AUSGEWÄHLTER AUSZUG:
Europäische Verteidigungskooperation nach der Friedensdividende

Wie lassen sich national steigende Verteidigungsetats in der Europäischen Union und in der NATO in bestimmten Bereichen gemeinsam finanzieren? Dieser seit Längerem im Raum stehenden und äußerst wichtigen sicherheitspolitischen Frage sind ausgewählte Experten der Atlantik-Brücke in einer internen Gesprächsrunde nachgegangen. Die Diskussion war eingebettet in einen übergeordneten Austausch mit der Projektgruppe Weißbuch 2016 des Bundesministeriums der Verteidigung zur Herausforderung der Bundeswehr durch die hybride Kriegsführung. In diesem Herbst ist der Weißbuchprozess innerhalb seiner Partizipationsphase bei der Frage der europäischen Verteidigungskooperation angelangt. Die Teilnehmer gingen dabei unter der Moderation von Professor Dr. Burkhard Schwenker, Leiter der Arbeitsgruppe Außen- und Sicherheitspolitik der Atlantik-Brücke, von der Prämisse aus, dass die Beschaffung von Ausrüstung und Material schon jetzt und in den nächsten Jahren verstärkt nicht mehr nur Teil der regelmäßigen Modernisierung der Streitkräfte ist, sondern auch den wachsenden Bedrohungen in Europa – insbesondere durch den Ukraine-Konflikt – Rechnung trägt. Dies hat auf der einen Seite unabhängig von der anhaltenden Flüchtlingskrise in Europa unmittelbare finanzpolitische Konsequenzen, da der Verteidigungshaushalt steigt und dies im Gesamtetat entweder über neue Schulden, höhere Steuern oder Umschichten zwischen den einzelnen Haushaltsposten refinanziert werden muss. Auf der anderen Seite sehen sich die europäischen Volkswirtschaften erstmalig seit dem Zusammenbruch der Sowjetunion mit der Situation konfrontiert, dass die Friedensdividende aus der allgemeinen Abrüstung und dem Integrationsprozess der EU, von der alle Staaten profitiert haben, indem sie ihre Ausgaben anders einsetzen konnten, nicht mehr als gesichert betrachtet werden kann.

BEREITGESTELLTES MATERIAL:
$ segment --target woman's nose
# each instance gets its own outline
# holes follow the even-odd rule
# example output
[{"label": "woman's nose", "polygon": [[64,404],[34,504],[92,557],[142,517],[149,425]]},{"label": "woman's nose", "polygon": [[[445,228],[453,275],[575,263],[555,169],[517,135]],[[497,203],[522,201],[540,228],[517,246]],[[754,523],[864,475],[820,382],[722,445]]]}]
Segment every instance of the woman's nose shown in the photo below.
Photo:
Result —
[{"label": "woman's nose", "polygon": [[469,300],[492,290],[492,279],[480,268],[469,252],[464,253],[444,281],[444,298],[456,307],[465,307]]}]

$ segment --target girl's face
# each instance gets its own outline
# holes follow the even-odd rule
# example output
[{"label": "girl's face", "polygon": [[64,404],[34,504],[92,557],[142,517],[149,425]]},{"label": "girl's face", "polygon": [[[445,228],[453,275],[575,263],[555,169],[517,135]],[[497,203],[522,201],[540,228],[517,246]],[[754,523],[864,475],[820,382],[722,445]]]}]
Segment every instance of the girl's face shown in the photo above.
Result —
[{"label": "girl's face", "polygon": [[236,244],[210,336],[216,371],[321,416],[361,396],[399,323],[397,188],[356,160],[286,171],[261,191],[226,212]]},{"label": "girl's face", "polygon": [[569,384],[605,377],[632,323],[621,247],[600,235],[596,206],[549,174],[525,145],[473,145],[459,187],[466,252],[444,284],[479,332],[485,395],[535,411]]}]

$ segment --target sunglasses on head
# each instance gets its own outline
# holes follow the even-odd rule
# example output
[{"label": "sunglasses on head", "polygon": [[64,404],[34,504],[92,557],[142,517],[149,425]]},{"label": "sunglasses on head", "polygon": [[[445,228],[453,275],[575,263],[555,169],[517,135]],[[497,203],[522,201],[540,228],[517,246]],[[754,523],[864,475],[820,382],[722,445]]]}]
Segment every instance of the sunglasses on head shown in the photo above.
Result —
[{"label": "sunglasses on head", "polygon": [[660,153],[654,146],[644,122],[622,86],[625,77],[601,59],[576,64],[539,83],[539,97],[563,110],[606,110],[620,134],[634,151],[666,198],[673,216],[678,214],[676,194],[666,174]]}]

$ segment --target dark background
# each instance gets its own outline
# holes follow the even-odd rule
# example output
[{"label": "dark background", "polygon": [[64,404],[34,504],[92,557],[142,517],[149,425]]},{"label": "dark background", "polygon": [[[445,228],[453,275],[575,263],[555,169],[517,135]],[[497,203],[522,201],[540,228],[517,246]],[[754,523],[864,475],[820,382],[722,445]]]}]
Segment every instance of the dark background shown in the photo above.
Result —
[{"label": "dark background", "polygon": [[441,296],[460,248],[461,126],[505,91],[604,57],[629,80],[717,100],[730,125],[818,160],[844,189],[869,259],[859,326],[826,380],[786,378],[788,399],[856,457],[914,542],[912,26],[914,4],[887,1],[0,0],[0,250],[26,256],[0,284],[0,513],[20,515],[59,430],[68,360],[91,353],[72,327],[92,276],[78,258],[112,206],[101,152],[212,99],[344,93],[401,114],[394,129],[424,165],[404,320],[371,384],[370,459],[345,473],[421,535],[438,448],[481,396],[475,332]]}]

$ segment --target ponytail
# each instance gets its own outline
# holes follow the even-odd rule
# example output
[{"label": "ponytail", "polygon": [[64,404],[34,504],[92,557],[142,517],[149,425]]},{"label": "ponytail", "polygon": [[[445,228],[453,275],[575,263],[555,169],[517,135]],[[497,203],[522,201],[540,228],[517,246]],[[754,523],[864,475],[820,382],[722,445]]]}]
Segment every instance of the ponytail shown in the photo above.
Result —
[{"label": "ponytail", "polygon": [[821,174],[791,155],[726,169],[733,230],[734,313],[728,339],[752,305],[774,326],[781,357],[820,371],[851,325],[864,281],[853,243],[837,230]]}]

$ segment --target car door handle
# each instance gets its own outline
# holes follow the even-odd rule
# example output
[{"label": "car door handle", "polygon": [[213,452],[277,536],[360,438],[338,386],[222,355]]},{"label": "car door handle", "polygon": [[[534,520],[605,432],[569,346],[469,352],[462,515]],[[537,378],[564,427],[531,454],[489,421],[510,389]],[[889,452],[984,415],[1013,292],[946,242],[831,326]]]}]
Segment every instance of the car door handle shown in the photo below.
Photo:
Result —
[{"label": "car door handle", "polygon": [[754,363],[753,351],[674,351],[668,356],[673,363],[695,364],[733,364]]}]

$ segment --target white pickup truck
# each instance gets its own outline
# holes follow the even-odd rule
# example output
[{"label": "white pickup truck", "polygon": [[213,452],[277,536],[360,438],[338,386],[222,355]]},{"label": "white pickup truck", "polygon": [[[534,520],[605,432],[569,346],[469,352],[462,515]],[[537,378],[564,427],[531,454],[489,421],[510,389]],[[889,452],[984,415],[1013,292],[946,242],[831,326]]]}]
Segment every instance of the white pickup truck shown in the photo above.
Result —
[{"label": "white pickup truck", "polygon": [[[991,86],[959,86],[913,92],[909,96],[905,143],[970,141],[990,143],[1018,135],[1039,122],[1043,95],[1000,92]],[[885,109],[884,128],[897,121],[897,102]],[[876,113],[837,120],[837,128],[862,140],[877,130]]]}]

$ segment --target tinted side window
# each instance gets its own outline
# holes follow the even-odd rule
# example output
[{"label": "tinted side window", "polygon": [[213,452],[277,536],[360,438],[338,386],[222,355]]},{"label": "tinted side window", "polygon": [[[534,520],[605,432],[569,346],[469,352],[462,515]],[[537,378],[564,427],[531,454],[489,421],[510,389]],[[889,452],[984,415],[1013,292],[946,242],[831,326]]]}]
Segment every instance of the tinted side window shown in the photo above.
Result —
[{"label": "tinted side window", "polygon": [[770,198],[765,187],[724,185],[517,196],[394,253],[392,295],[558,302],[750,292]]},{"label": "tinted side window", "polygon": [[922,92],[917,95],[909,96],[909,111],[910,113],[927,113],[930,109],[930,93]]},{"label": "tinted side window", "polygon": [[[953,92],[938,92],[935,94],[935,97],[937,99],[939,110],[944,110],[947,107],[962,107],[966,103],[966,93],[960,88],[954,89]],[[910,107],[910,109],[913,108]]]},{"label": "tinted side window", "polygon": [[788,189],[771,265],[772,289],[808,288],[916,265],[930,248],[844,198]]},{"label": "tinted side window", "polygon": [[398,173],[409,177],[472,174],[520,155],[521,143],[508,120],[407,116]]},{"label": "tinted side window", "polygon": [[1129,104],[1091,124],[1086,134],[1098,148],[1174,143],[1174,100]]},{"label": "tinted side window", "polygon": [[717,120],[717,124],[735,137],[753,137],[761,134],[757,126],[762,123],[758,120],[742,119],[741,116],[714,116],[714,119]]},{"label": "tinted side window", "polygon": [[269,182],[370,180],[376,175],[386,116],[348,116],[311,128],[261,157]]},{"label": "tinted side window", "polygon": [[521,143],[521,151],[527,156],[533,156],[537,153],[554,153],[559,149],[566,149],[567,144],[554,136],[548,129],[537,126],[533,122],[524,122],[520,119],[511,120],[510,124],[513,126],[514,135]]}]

ARBEITSAUFTRAG: Auf welchen drei Wegen muss der steigende Verteidigungshaushalt laut dem Auszug zur europäischen Verteidigungskooperation im Gesamtetat refinanziert werden?

ERWARTETE AUSGABE: Über neue Schulden, höhere Steuern oder Umschichten zwischen den einzelnen Haushaltsposten.